▸ TASKS AND EXERCISES:
a - From the forum thread about ME/CFS, return the passage that begins at the words "To respond to" and stops after the words "and staying connected?".
b - In the forum thread about ME/CFS, what does the poster who is almost completely housebound wear to walk outside?
c - Write what comes next in the forum thread about ME/CFS, starting after its last line.

▸ PASSAGE TO READ:
——
Does anyone here know of a Mayo doctor who can diagnose ME/CFS and/or another auto immune disease?
I don’t even know what type of doctor to look for..
To respond to your inquiry, Phoenix Rising is an online group of individuals dealing with ME/CFS and they keep abreast of the latest research and treatments.
Hi, @webdog — I wanted to add my welcome to Mayo Clinic Connect. Like @colleenyoung, I think it's great you are starting this important discussion on Myalgic Encephalomyelitis/Chronic Fatigue Syndrome (ME/CFS) and its treatment.
@kellye5, thanks for joining this chat. That is a smart idea to send photos to your workplace so your boss can envision what you are experiencing. How have they been received?
@webdog, you mentioned orthostatic intolerance — challenges tolerating standing up with symptoms that get better when you lie down — makes it difficult to be upright for very long. Have you adapted your space to do activities lying down, like correspondence online and staying connected?
@lisalucier I'm almost completely housebound, so adapting my space isn't really an issue. I do spend a lot of time on the couch or reclining in bed. My computer chair is set to recline as far back as possible, and I keep my legs propped up to help with the orthostatic intolerance.
If I need to walk outside, I usually wear compression stockings, which help reduce symptoms of orthostatic intolerance for a bit. But they don't reduce post-exertional malaise.
Like most with ME/CFS, I can't work. I think 75% are unable to work. I don't think most people are aware how functionally disabling ME/CFS is. Or that it has much lower quality of life scores than even most "serious" diseases.
A few times in my life, I have been able to work a bit. In my previous part-time job, I'd sneak off to lie down when I could, which was never enough. I wasn't diagnosed, so I couldn't ask for accommodation or set up my workspace appropriately.
Not having a diagnosis for most of my life made living with my illness more difficult than it needed to be. It wasn't a lack of doctors: I saw dozens including many specialists. It's simply that very few doctors know how to correctly diagnose ME/CFS.
@sita Thanks for the Phoenix Rising info. I am familiar with this group, as well as the S4ME.info website.
Your primary care doctor can diagnose ME/CFS. The diagnostic criteria are on the CDC website. ME/CFS is no longer a diagnosis of exclusion.
In summary, there are 3 required symptoms + 1 of 2 optional symptoms.
——
▸ INFORMATION:
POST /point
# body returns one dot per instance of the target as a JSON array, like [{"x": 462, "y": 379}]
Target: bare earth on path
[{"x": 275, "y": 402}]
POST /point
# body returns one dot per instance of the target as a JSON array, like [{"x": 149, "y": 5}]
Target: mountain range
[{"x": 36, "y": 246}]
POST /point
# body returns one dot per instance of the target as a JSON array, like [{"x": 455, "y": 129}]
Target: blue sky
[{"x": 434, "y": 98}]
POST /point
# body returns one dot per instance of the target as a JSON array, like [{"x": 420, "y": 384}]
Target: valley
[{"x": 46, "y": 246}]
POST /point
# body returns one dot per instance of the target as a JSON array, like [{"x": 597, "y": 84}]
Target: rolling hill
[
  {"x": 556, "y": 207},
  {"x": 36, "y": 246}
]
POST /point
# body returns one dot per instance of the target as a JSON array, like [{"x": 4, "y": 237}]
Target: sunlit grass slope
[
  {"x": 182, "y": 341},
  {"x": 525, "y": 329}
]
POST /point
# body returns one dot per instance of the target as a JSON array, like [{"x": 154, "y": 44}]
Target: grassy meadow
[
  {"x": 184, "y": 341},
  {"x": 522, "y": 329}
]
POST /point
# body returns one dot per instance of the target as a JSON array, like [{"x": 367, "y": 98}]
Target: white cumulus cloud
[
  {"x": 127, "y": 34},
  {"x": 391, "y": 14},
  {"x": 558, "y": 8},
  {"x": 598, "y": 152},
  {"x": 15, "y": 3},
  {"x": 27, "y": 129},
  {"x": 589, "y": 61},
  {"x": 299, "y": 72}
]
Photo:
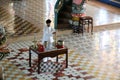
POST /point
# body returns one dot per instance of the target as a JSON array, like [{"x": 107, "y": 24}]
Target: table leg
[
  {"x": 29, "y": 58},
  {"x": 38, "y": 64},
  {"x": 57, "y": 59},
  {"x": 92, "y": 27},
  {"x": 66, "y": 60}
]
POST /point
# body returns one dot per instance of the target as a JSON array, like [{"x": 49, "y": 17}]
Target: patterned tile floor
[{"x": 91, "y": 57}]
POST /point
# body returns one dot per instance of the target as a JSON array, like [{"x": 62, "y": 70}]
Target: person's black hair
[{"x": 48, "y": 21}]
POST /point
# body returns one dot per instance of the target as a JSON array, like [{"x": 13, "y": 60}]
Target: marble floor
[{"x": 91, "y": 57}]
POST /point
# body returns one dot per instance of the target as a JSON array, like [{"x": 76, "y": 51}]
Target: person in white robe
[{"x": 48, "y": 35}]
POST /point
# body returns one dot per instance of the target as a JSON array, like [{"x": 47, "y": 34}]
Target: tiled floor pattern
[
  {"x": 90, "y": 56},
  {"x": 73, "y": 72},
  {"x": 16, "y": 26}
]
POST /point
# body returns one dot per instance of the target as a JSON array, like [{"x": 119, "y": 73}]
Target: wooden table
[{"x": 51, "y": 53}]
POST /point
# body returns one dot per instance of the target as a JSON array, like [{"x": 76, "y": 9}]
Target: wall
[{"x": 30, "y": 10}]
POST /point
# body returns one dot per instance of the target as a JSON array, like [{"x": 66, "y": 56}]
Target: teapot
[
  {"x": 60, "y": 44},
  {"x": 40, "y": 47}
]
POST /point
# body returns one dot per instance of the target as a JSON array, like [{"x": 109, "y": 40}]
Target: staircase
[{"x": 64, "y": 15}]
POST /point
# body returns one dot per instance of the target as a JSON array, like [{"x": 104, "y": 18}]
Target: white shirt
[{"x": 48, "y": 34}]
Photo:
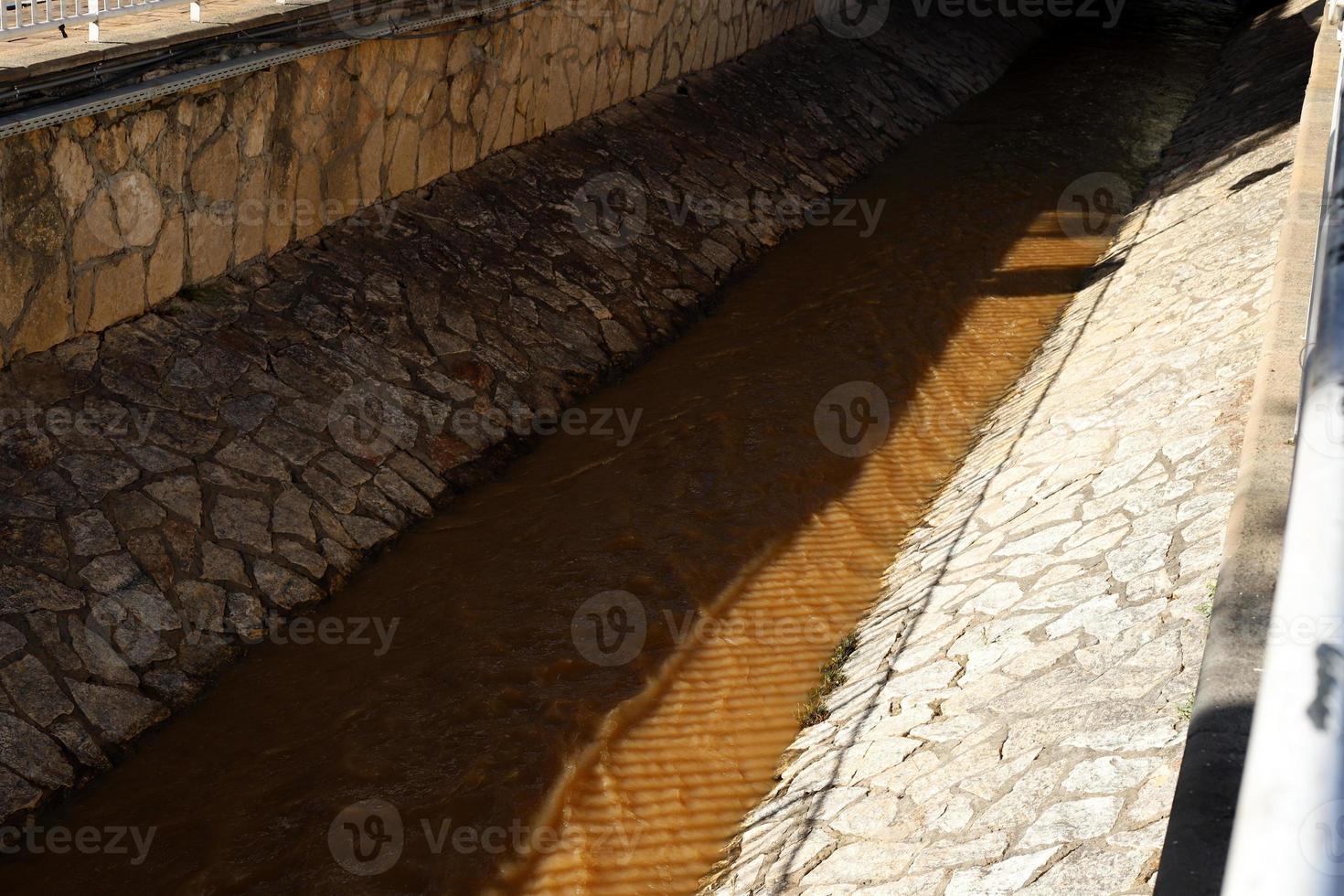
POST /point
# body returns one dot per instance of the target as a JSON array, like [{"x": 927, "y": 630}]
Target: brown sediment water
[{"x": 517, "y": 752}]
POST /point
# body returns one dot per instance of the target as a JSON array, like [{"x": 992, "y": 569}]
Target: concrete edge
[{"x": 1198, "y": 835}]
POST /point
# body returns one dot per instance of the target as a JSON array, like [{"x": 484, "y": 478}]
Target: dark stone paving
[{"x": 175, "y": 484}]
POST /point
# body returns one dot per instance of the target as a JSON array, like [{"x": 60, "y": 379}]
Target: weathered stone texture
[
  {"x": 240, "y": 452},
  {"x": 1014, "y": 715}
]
——
▸ ANSWERS FOR THE EXERCISE:
a -
To respond to your inquiry, Phoenix Rising is an online group of individuals dealing with ME/CFS and they keep abreast of the latest research and treatments.
Hi, @webdog — I wanted to add my welcome to Mayo Clinic Connect. Like @colleenyoung, I think it's great you are starting this important discussion on Myalgic Encephalomyelitis/Chronic Fatigue Syndrome (ME/CFS) and its treatment.
@kellye5, thanks for joining this chat. That is a smart idea to send photos to your workplace so your boss can envision what you are experiencing. How have they been received?
@webdog, you mentioned orthostatic intolerance — challenges tolerating standing up with symptoms that get better when you lie down — makes it difficult to be upright for very long. Have you adapted your space to do activities lying down, like correspondence online and staying connected?

b - Compression stockings.

c -
1 substantial impairment in activity that lasts six months or more and is accompanied by fatigue
2 post-exertional malaise (PEM)
3 unrefreshing sleep
Plus at least 1 of 2 optional symptoms:
1 cognitive impairment or
2 orthostatic intolerance
I am happy to find this group. After over 6 years of seeking help, I was diagnosed with M.E. by a neurologist. My journey has been long and hard, as have most with this chronic and debility, systemic neurological illness. Was first diagnoised with MS, then not, then Myasthenia Gravis, put on Mestinon, which does help, then not. I have other, complex and puzzling symptoms such as Diplopia, Dysphagia Dysarthia and more. .Am now struggling with severe swallowing and speech issues. Recent appts and testing with Speech Therapist, three ENT drs diagnosed and documented swallowing and speech as severe and progressive. Recent consult with a new neuro: diagnosed with Dystonia, a Neurological movement disorder. She is referring me to NIH for evaluation and testing. I get discouraged and frustrated, then bounce back with new determination. Finding others with similar issues and challenges has bee so helpful, as I felt so alone with all of this before.
I so sorry for the challenges you are experiencing. I hope that you find an awesome, innovative and caring doctor who can help you!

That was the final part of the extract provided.